> ACTIONS TO TAKE
1. Print the part of the Capitol riot indictment report from "Taylor was charged" up to and including "according to prosecutors.".
2. Using the Capitol riot indictment report, say yes or no for each statement and quote the deciding words: (a) Warner works as a registered nurse. (b) All six men were charged with destroying evidence. (c) The blade Taylor carried was longer than three inches.
3. According to the Capitol riot indictment report, how old is former La Habra Police Chief Alan Hostetter?

> PROVIDED PASSAGE
---
Santa Ana, CA – A retired La Habra police chief was among six Southern California men indicted for their alleged involvement in the Jan. 6 U.S. Capitol Building riot, according to federal prosecutors.
Their federal grand jury indictments were unsealed on Thursday, the Los Angeles Times reported.
Among those charged were 56-year-old former La Habra Police Chief Alan Hostetter, 40-year-old Russell Taylor, 45-year-old Erik Scott Warner, 47-year-old Felipe Antonio “Tony” Martinez, 39-year-old Derek Kinnison, and 51-year-old Ronald Mele, according to KABC.
All six of the men were charged with being in restricted areas of the U.S. Capitol on the day of the riot, the Los Angeles Times reported.
Warner and Kinnison have been charged with destroying evidence, and Warner, a registered nurse, has been charged with entering the Capitol building through a busted-out window.
Taylor was charged with a weapons offense for being in possession of a blade that exceeded three inches, according to the Los Angeles Times.
According to the federal grand jury indictment, the six suspects allegedly conspired via text messages and on social media to travel to the U.S. Capitol and to bring weapons with them.
They have been accused of breaching restricted areas of the Capitol while urging other demonstrators to storm the areas along with them, according to prosecutors.
---
> DATA UNDER STUDY
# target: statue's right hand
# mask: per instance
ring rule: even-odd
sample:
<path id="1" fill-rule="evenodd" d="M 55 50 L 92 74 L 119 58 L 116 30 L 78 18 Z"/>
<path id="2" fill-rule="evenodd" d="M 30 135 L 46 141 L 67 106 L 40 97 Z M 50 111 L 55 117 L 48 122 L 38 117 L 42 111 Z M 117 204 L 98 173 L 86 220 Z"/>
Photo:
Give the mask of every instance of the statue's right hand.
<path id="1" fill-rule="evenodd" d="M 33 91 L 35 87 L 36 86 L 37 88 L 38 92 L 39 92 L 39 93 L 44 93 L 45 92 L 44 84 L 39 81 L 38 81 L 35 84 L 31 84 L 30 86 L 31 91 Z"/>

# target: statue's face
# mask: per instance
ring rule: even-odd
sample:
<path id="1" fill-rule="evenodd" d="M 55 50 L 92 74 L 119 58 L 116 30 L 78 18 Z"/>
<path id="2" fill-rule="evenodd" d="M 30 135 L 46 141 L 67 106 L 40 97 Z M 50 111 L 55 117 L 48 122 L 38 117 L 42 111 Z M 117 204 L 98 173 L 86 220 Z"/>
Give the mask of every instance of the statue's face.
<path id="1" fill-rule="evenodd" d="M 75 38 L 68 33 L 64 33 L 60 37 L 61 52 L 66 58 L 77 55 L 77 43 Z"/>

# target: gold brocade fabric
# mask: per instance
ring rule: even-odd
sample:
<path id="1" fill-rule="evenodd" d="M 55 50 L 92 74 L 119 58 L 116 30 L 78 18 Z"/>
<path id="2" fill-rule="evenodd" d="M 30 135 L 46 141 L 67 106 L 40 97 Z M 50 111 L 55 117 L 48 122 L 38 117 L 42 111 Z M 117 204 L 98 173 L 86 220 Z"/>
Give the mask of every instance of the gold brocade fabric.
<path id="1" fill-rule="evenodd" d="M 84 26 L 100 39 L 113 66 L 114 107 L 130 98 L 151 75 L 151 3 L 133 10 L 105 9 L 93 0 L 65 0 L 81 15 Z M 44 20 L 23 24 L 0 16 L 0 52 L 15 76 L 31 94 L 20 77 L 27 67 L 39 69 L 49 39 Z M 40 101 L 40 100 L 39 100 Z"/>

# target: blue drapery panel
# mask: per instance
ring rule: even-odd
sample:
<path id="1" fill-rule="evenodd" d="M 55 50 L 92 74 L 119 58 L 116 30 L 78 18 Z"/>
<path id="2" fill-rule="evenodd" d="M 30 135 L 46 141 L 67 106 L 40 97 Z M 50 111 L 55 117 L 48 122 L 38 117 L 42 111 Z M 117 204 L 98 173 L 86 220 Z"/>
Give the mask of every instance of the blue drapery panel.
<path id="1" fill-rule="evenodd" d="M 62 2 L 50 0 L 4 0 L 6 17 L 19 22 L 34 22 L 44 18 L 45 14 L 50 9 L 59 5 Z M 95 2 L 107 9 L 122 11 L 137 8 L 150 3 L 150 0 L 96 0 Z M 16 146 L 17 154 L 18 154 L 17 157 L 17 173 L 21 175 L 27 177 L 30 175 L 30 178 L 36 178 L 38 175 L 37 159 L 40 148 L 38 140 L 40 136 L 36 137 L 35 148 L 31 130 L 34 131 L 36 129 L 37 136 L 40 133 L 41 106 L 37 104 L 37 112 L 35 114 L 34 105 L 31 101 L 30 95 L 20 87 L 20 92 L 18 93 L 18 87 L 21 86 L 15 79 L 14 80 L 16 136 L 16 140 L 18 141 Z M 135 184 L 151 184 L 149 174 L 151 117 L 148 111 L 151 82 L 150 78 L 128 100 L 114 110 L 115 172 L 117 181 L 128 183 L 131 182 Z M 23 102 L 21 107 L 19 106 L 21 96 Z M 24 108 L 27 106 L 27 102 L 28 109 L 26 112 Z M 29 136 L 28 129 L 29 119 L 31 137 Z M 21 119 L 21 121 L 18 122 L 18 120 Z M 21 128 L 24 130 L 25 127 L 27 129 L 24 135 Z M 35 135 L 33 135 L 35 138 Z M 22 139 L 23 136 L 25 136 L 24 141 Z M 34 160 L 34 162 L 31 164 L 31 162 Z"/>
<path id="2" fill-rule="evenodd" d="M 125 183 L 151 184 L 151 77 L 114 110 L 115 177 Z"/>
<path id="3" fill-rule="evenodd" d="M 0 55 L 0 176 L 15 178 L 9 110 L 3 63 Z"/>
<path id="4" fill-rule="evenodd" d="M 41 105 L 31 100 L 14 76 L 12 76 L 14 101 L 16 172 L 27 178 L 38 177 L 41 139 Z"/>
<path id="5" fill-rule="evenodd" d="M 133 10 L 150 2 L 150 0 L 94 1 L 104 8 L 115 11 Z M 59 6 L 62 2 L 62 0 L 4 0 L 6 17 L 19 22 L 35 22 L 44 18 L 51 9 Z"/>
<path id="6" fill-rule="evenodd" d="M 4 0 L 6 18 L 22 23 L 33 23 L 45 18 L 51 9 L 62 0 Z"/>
---
> ANSWERS TO THE EXERCISES
1.
Taylor was charged with a weapons offense for being in possession of a blade that exceeded three inches, according to the Los Angeles Times.
According to the federal grand jury indictment, the six suspects allegedly conspired via text messages and on social media to travel to the U.S. Capitol and to bring weapons with them.
They have been accused of breaching restricted areas of the Capitol while urging other demonstrators to storm the areas along with them, according to prosecutors.

2. (a) Yes: "Warner, a registered nurse". (b) No: "Warner and Kinnison have been charged with destroying evidence". (c) Yes: "a blade that exceeded three inches".

3. 56 years old.